• _WHAT YOU HAVE TO DO_
Exactly as given, reproduce the records in full.

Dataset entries
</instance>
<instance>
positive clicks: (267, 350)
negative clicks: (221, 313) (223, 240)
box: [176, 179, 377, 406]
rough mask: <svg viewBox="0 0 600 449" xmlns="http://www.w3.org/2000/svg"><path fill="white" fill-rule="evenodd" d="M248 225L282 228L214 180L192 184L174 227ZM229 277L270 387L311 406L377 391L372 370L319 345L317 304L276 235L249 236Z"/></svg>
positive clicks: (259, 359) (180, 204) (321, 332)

• _OUTPUT BELOW_
</instance>
<instance>
positive clicks: (267, 350)
negative clicks: (221, 313) (223, 240)
box: [176, 179, 377, 406]
rough mask: <svg viewBox="0 0 600 449" xmlns="http://www.w3.org/2000/svg"><path fill="white" fill-rule="evenodd" d="M248 225L282 228L214 180L192 184L174 227ZM229 277L270 387L311 406L377 391L372 370L319 345L317 304L276 235L249 236Z"/></svg>
positive clicks: (259, 359) (180, 204) (321, 332)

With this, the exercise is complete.